Saved data entries:

----

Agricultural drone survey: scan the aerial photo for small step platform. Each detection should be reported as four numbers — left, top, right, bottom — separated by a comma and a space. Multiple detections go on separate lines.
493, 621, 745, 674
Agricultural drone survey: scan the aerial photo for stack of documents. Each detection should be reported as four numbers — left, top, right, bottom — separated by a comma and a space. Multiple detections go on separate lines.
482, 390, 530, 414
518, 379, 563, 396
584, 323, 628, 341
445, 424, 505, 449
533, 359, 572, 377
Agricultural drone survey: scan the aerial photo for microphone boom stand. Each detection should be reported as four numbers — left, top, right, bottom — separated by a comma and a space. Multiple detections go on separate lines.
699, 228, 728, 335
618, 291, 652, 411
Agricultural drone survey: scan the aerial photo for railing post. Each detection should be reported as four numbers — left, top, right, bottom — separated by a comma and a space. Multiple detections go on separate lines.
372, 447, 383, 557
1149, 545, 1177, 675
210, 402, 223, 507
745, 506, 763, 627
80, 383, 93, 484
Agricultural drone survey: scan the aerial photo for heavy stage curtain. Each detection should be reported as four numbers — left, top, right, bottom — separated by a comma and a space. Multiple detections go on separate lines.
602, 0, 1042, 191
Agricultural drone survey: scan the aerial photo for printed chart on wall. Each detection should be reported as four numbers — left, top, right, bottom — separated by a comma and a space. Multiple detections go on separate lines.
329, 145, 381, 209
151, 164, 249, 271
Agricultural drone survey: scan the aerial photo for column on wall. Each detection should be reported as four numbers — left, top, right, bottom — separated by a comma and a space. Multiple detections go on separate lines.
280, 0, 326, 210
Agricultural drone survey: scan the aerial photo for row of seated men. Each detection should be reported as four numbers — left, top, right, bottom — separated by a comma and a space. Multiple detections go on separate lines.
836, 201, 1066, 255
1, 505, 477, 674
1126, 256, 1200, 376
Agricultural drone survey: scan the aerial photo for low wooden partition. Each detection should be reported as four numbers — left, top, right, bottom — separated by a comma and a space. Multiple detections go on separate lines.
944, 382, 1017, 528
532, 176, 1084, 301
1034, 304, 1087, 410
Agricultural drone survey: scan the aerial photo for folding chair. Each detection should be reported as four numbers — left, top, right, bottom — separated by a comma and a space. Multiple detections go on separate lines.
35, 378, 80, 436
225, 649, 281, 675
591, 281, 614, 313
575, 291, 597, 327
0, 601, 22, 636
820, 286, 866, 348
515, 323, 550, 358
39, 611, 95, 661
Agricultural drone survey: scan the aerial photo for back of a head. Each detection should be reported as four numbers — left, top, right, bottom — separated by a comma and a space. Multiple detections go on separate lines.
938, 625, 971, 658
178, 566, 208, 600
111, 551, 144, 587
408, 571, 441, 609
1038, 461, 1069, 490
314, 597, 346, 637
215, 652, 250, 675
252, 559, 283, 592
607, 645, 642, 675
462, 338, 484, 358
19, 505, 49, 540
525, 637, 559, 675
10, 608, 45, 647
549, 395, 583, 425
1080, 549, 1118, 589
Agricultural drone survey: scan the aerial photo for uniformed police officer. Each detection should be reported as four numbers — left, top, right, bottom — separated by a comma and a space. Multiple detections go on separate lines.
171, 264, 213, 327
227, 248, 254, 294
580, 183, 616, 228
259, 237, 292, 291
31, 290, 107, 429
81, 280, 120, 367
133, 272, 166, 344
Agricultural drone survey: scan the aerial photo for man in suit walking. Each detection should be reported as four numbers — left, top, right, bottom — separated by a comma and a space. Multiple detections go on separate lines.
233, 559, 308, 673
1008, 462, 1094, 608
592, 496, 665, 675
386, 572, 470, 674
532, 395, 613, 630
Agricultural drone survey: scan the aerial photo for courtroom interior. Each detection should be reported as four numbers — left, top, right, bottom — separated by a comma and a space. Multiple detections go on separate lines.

----

- **What to produce**:
All of the data above should be reproduced verbatim.

- **Answer space**:
Agricultural drone survey: scan the aerial photo for small step platform. Each detection should be reported as four numbers — left, top, right, bottom — separated by a comma and a space. Multiple detections go on separate lines.
493, 621, 745, 674
Agricultural drone survey: scan the aerial photo for stack of documents. Each detection should be reported as four numbers — left, top, right, bottom — separated by a comma and a space. Multiple detections go on separate lines.
482, 390, 530, 414
518, 379, 563, 396
584, 323, 628, 341
445, 424, 505, 449
533, 359, 572, 377
Agricultural drone survey: scan the aerial photo for microphone boom stand. Each detection should be reported as four numbers — left, top, right, bottom — separated by a comma and a space. Multiple detections go on separate lines.
699, 228, 728, 335
618, 291, 652, 411
Agricultural drone survey: scan the aerial photo for railing post. Each detection should be reported as four numbers — left, top, right, bottom — separated by a comma and a space. Multiple detections go on separate lines.
372, 447, 383, 557
1149, 545, 1177, 675
210, 402, 223, 507
745, 506, 763, 627
80, 383, 93, 484
Agricultural drone survey: scan the aerial photo for heavy stage curtain. Each detection should be reported as four numbers — left, top, right, bottom — separated by a comma and a space. Multiple detections go on separate lines.
602, 0, 1042, 191
Agricultural drone survey: scan the aerial photo for printed chart on wall. Each detection should be reported as four numbers — left, top, right, bottom — separated by a comma and a space. Multiple detections go on separate lines.
329, 145, 381, 209
151, 164, 249, 271
Agricultural drone survey: scan the aerial photo for column on wall. Each detection should be reported as four numbers — left, top, right, bottom — separated by a comma and a space. Multiple detections go on separate lines.
280, 0, 326, 210
Agricultural drone survey: scan the aerial photo for row of seated men. Each detection should be reported as four numbers — left, top, right, bottom — separated by a comma and a space. Multiple detections go on separate lines.
836, 201, 1066, 255
1, 505, 477, 674
1126, 256, 1200, 376
Agricultural drone survey: scan the aerial photo for low wooden partition. Each detection should be reported as four numbers — left, top, right, bottom — separated by a comma and a space. Multiple detections go on separate lines.
944, 382, 1017, 528
532, 176, 1084, 301
1034, 304, 1087, 410
Agricultural drone survey: scan the aerial photo for folding chair. Each detection should be reported as four numbers — left, top, right, bottom — separated by a comma and a space. Multiple detections go on separate lines.
35, 378, 80, 436
225, 649, 281, 675
591, 281, 614, 313
575, 291, 597, 327
0, 601, 22, 636
820, 286, 866, 348
515, 323, 550, 358
39, 611, 95, 661
Agricultural drone survey: scan the aerial photo for back of a head. Each detection should be reported as four numbers — left, top, right, bottom — separated by a comma and a space. Multiple detections go on separate lines.
938, 625, 971, 658
178, 566, 208, 600
111, 551, 144, 587
408, 571, 441, 609
1038, 461, 1069, 490
314, 597, 346, 637
215, 652, 250, 675
252, 559, 283, 592
607, 645, 642, 675
462, 338, 484, 358
19, 505, 49, 540
525, 637, 559, 675
10, 608, 45, 647
549, 395, 583, 425
1080, 549, 1118, 589
Agricultural drone survey: scan the aerial photo for uniformed police officer. Each detection should be reported as four numbers — left, top, right, bottom — separated by a comma and a space. Multiple detections go on separate lines.
171, 264, 213, 327
227, 248, 254, 294
580, 183, 616, 228
259, 237, 292, 291
31, 290, 107, 429
81, 280, 120, 367
133, 272, 166, 344
Agricultural drone survey: scan the aerial photo for man in suit walking. Each detection should be reported as four numbers — left, top, right, bottom — separated by a comma and a space. Multiple detections go on separate lines.
233, 559, 308, 673
1008, 462, 1094, 608
592, 496, 665, 675
386, 572, 470, 674
532, 395, 613, 630
Agricultural drone survey: scan the aerial photo for courtroom interior. Each detection should be reported as four numbers — left, top, right, bottom — separated by a comma and a space. Multiple detections go on separate lines.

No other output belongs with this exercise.